The task: Look below and pull out each line with the word "instance".

>>>

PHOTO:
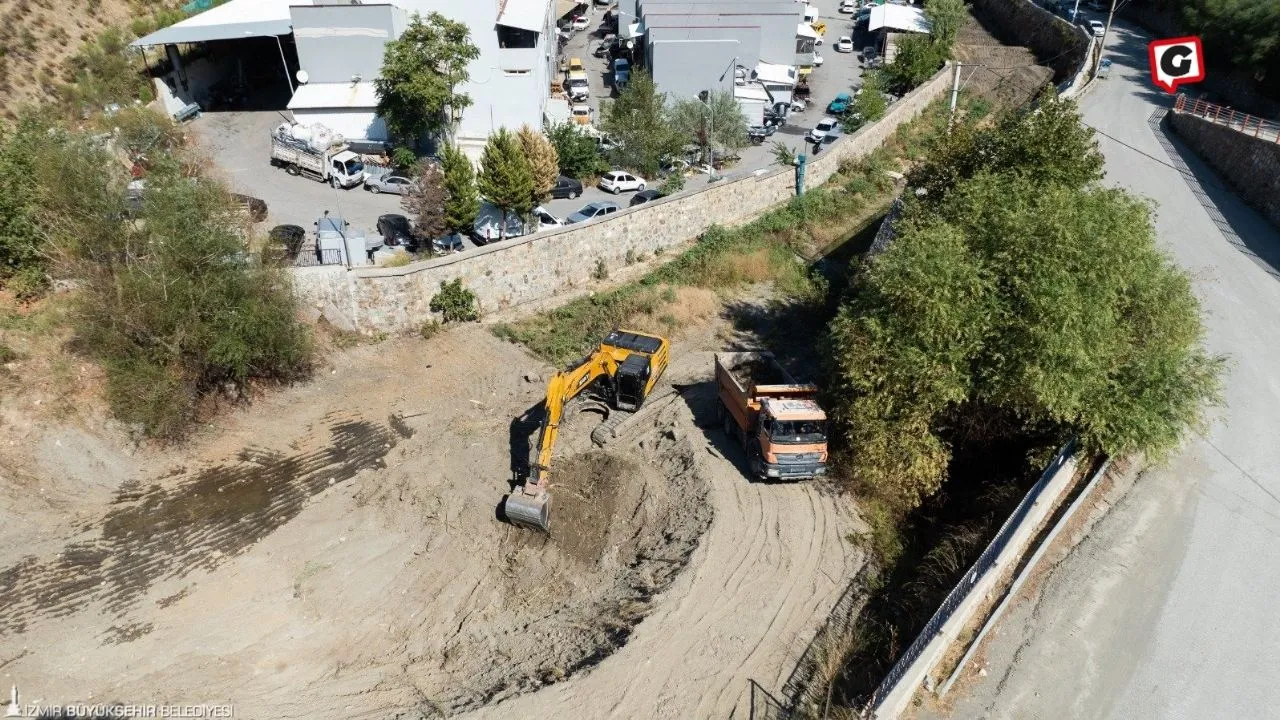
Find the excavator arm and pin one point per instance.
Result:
(530, 505)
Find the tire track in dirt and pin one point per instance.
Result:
(193, 523)
(771, 564)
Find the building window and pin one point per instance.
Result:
(516, 39)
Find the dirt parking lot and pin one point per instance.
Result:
(334, 551)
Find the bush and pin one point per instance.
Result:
(455, 302)
(172, 306)
(403, 158)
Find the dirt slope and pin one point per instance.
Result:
(334, 551)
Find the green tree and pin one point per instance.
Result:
(22, 263)
(577, 153)
(640, 122)
(417, 90)
(461, 201)
(1022, 297)
(1046, 145)
(945, 19)
(543, 162)
(717, 122)
(871, 105)
(172, 305)
(506, 178)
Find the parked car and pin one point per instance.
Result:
(397, 231)
(620, 181)
(388, 182)
(592, 210)
(545, 220)
(644, 196)
(819, 131)
(621, 72)
(448, 244)
(286, 241)
(566, 188)
(759, 133)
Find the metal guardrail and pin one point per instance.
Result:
(984, 564)
(1246, 123)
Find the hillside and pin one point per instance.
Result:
(40, 37)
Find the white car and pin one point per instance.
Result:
(618, 181)
(821, 131)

<<<

Answer box:
Find the excavator arm and pin one point per instance.
Find the tire track in dirt and pin one point per instance.
Find the building window and pin one point per instance.
Find the dirt parking lot and pin one point per instance.
Find the bush and pin one point per instance.
Find the dirt slope and pin one point per instance.
Find the green tree and pin one point per instance.
Find the parked car and pin one point per instance.
Find the metal guardrail and pin one point per instance.
Find the hillside and pin one point per instance.
Find the white car and pin one point per instance.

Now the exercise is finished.